### Required actions
(1) List every posting time stamp in the forum thread.
(2) Switch "family" to "relatives" and write out the forum thread, beginning at the words that have "I guess I did" and stopping after "be tricky, logistically.".

-- Start of Text shown --

Dogs are great for those who can have them, and you're right. Can't beat a canine early warning system! (Allergies suck, that's all I'm gonna say about that.)

Mostly I posted that story to point out that the previous post of yours was maybe a bit too absolutist: For me, it's either downrange, if at a range; toward the threat, if in a threat situation; or holstered.

In my situation, there was no identified threat to point at, nor was there likely to be. I wasn't on the range. And I didn't have a holster. Yet I still needed to move with the gun.

After 15 by-the-clock minutes of not hearing even the faintest ghost of a sound from downstairs, no out of place smells, no wayward drafts or shadows moving around, and given my knowledge that the alarm system had been being a bit wonky, it seemed to me that the situation didn't merit calling the cops, nor was hunkering down the thing to do either, at least not after that initial long wait timed by the clock (not by the heartbeat...).

Just wanted to illustrate a situation where moving with the gun in hand was a prudent and necessary thing to do, even without a known threat or a holster. :)

(And, I should add -- THAT kind of situation is the most likely one most of us ordinary citizens are going to face.)

pax

MLeake
March 21, 2008, 06:02 PM
... but my nightstand gun and my truck gun both have holsters with them, so if needed I'm just a clip away from having a holster available (Odds are I'm not going to investigate in the buff... can't have intruders laugh themselves to death... so I'll probably put on some pants).

I guess I did sound too absolute in the earlier post that you are quoting, but I thought the original question was asking for a rule of thumb rather than specific scenario advice. My rule of thumb is "holstered".

Rules of thumb go out the window when events overcome them.

Sorry about the allergies. Half my family are allergic to dogs. The other half all own dogs. Reunions can be tricky, logistically.

Cheers,

M

MLeake
March 21, 2008, 06:17 PM
Out of curiousity, in your house clearing scenario, it seems like you opted for a handgun.

Did you choose that option because you didn't have a shotgun or rifle handy, or had you previously determined that, given the layout of your home, neighborhood, etc, the handgun would be more advantageous?

I ask because not too far from my nightstand pistol, there's an 870 which would be my in-house primary. However, if I wanted to explore the house, the long gun could pose some challenges (easier to grab from around a corner, hard to manipulate while opening or closing doors, etc).

I also ask because I remember reading an article, years ago, about a practical self defense course where students were placed in a scenario in a simulated home, where a shotgun and a carbine were readily available, yet chose to deal with the scenario with their handguns. (I think only one student reached for a carbine, and that was a former infantryman)

Cheers,

M

pax
March 21, 2008, 06:23 PM
No shotgun available that night (lots of backstory irrelevant to thread), but even if there had been, I'm more confident & comfortable moving around corners and through close quarters with handgun than I am with a long gun, and I am similarly more confident in my handgun retention skills in close quarters, if I goofed and it had turned into an ambushed rasslin' match.

-- End of Text shown --
-- Start of Supplied records --

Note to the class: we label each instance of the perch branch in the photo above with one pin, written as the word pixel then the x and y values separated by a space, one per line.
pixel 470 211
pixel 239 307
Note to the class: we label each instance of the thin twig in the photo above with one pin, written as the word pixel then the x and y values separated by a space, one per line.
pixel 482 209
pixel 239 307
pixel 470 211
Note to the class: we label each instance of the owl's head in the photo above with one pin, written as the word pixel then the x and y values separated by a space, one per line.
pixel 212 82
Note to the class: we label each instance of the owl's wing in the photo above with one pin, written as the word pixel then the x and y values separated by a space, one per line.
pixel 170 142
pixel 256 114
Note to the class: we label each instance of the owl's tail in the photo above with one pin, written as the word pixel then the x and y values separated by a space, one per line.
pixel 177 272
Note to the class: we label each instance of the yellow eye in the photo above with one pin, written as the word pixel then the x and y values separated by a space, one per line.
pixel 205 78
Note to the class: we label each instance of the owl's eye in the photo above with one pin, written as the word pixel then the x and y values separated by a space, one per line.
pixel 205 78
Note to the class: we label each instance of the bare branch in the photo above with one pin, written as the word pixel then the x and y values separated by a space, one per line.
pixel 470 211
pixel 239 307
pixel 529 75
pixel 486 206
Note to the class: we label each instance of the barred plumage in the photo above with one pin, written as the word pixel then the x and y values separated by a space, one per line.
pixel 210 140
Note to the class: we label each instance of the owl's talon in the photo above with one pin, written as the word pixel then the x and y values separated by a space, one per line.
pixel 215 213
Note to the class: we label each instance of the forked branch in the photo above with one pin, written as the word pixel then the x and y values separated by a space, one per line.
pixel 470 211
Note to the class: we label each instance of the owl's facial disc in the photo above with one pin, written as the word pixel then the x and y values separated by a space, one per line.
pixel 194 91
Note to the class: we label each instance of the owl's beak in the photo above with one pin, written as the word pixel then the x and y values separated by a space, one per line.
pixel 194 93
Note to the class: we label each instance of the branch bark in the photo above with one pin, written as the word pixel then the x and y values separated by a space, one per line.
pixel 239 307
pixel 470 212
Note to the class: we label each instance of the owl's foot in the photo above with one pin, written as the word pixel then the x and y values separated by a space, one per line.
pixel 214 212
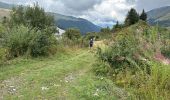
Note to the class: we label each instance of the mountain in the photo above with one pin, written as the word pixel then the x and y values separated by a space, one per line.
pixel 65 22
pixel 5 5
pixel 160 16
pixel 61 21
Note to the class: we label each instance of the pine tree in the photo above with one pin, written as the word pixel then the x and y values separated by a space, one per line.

-- End of Supplied records --
-- Start of Supplied records --

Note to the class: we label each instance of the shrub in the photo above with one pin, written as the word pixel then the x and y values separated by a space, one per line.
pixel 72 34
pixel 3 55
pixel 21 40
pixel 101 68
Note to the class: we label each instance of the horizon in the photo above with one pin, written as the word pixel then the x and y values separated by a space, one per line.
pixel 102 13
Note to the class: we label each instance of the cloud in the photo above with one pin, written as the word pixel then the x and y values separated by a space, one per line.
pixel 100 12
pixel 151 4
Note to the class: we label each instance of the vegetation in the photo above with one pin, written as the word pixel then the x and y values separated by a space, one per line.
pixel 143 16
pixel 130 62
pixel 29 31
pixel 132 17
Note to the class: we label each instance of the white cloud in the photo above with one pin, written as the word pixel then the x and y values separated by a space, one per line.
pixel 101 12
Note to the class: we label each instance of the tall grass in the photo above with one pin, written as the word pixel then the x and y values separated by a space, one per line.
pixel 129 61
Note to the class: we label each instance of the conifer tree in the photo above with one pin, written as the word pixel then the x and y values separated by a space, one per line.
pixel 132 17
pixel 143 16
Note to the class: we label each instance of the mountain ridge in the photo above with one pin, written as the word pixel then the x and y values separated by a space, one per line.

-- End of Supplied records --

### Exercise solutions
(1)
March 21, 2008, 06:02 PM
March 21, 2008, 06:17 PM
March 21, 2008, 06:23 PM

(2)
I guess I did sound too absolute in the earlier post that you are quoting, but I thought the original question was asking for a rule of thumb rather than specific scenario advice. My rule of thumb is "holstered".

Rules of thumb go out the window when events overcome them.

Sorry about the allergies. Half my relatives are allergic to dogs. The other half all own dogs. Reunions can be tricky, logistically.